Stated exercise – Count the lines in the rows below that contain the string "pink", and give only the number.

Listed entries –
+-------+

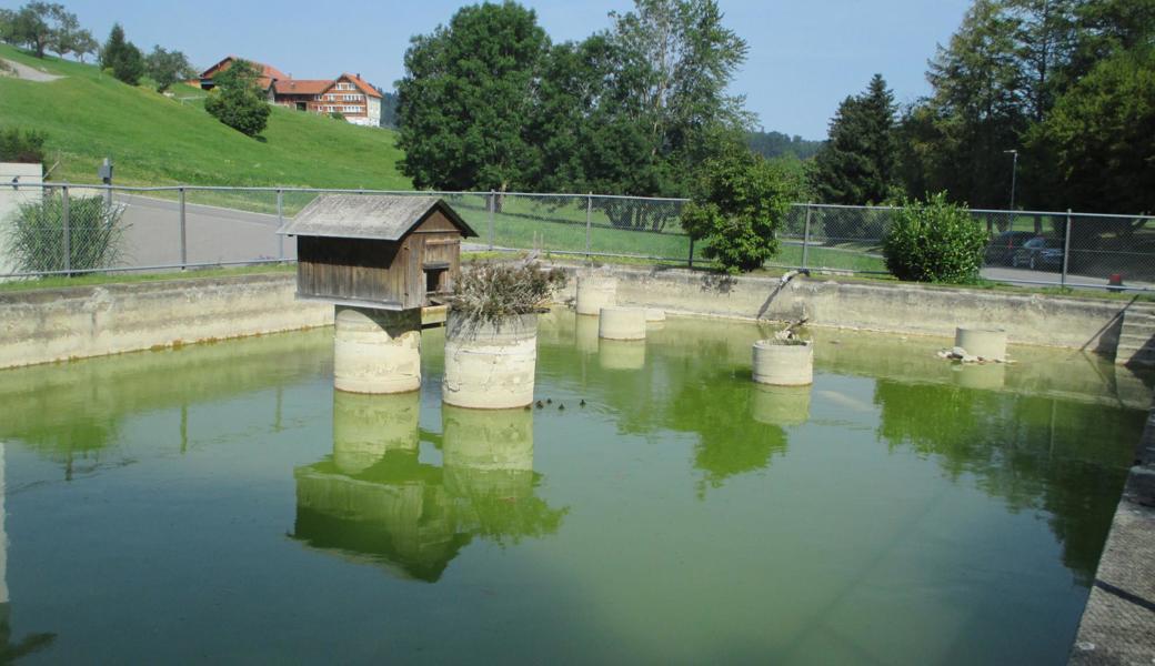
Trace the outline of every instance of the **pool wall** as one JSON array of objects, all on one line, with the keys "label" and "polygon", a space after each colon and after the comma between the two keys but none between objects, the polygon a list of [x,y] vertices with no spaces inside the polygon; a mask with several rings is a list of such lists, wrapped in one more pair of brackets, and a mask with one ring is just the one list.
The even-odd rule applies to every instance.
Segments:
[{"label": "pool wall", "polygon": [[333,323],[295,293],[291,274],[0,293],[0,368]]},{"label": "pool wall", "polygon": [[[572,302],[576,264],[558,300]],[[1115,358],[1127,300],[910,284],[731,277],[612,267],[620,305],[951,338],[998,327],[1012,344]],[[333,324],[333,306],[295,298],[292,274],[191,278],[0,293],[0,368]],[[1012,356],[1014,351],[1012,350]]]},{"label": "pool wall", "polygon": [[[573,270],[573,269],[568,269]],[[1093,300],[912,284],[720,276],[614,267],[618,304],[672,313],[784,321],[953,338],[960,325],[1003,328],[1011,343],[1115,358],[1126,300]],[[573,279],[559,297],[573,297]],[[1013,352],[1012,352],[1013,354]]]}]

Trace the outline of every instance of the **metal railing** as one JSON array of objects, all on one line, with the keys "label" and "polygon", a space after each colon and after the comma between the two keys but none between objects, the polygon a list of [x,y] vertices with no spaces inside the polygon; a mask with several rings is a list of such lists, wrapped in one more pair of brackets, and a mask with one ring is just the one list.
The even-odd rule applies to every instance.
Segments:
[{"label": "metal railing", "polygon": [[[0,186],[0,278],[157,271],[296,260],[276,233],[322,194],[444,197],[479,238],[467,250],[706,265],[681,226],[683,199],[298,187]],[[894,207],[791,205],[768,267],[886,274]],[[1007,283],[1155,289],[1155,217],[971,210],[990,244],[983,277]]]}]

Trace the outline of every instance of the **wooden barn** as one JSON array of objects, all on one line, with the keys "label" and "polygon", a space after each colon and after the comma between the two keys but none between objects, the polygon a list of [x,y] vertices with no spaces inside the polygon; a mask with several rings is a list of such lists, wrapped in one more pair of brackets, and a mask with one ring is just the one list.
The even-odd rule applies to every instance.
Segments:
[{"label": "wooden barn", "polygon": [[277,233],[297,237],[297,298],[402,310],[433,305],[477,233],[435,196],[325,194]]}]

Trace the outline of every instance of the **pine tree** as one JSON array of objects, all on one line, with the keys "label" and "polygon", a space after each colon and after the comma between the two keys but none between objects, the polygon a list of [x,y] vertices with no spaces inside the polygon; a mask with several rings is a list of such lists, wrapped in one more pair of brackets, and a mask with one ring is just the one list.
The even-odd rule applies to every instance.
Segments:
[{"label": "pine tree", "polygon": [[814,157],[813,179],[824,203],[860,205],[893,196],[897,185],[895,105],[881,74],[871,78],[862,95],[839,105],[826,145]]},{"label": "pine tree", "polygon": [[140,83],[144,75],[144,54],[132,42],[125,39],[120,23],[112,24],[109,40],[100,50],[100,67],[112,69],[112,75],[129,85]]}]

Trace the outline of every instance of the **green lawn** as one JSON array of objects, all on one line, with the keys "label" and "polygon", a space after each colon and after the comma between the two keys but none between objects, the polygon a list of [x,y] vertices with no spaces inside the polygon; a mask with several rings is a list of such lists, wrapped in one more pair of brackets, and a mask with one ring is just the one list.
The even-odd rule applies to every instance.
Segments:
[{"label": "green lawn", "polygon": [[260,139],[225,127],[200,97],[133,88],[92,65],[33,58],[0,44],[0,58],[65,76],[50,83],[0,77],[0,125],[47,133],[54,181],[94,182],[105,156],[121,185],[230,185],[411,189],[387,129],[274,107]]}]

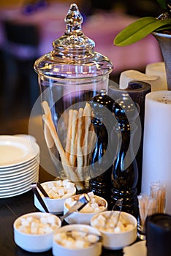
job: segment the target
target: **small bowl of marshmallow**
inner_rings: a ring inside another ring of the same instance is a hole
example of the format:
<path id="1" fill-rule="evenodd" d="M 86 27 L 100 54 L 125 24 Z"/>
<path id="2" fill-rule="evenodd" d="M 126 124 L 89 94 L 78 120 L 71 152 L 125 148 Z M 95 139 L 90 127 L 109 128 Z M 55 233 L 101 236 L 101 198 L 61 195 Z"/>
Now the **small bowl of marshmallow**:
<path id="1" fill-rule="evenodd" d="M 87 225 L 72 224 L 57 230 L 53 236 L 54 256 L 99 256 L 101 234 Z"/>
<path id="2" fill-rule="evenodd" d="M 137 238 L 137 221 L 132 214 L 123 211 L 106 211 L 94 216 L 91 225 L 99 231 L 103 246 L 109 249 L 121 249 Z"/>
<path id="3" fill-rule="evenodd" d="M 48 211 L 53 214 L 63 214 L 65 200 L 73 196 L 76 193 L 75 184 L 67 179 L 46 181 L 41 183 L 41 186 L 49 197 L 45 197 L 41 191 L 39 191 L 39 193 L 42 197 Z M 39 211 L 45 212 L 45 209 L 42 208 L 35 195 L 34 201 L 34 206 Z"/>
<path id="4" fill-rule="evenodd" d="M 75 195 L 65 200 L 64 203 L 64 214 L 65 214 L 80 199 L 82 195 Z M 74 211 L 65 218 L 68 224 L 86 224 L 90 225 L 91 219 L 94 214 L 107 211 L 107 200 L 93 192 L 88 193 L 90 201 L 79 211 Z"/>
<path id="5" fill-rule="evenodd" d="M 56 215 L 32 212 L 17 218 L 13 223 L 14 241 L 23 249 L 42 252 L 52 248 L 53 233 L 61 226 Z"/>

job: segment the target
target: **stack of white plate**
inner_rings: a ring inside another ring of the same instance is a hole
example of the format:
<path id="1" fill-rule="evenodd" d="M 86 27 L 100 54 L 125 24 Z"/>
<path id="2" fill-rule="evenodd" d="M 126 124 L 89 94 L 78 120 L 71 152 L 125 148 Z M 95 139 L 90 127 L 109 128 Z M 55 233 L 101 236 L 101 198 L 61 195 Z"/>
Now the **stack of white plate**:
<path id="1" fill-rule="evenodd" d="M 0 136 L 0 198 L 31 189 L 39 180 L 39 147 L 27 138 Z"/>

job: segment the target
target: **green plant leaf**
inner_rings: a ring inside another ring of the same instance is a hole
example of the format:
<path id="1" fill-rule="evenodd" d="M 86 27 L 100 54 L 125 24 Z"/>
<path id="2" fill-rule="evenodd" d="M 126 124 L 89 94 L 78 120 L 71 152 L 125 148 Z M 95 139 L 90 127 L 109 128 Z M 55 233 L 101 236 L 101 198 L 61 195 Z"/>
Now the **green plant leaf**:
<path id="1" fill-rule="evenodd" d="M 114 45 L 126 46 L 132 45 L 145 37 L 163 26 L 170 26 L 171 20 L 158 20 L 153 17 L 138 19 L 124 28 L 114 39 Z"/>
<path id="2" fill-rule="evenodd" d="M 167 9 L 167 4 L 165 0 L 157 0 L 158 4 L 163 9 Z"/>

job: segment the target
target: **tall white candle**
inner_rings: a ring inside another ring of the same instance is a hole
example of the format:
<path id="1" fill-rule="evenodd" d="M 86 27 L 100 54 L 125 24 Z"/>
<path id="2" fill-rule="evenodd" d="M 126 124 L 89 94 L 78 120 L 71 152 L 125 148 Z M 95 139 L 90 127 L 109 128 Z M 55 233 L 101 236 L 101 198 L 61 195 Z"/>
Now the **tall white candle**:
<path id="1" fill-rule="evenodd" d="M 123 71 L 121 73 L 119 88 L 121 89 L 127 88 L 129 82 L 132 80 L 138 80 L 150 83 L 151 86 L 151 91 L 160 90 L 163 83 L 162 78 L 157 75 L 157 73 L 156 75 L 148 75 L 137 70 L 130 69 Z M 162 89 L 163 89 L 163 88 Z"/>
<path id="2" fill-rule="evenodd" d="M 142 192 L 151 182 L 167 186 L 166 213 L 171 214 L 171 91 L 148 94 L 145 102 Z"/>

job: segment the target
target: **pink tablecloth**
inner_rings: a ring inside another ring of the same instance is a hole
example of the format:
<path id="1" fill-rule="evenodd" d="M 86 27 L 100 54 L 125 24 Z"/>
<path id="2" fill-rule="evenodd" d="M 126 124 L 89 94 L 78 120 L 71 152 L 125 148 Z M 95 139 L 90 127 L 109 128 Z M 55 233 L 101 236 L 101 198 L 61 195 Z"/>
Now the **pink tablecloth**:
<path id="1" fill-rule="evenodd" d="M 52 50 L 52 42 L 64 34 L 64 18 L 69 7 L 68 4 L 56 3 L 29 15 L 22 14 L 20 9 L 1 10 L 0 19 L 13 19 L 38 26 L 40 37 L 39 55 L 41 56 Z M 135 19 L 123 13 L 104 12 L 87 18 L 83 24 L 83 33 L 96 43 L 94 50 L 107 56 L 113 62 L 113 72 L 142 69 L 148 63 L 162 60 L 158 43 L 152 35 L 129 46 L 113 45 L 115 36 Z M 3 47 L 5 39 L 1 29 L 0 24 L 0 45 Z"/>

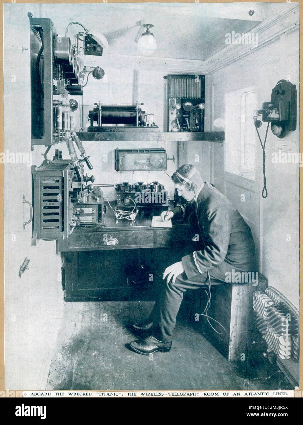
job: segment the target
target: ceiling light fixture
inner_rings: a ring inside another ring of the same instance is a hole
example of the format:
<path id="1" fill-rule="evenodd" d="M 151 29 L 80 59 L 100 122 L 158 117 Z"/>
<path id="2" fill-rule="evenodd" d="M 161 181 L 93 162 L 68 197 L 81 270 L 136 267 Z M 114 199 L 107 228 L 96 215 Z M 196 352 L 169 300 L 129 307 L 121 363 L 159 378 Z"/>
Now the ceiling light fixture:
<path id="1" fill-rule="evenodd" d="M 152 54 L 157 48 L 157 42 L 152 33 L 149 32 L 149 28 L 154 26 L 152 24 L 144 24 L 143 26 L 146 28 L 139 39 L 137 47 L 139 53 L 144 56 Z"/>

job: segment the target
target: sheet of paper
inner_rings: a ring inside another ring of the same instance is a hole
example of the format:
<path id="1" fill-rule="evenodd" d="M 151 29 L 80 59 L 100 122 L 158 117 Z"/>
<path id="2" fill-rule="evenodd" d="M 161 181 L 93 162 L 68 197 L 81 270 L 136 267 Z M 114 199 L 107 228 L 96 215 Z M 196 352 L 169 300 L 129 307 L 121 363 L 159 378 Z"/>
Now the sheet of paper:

+-------+

Reply to the task – 2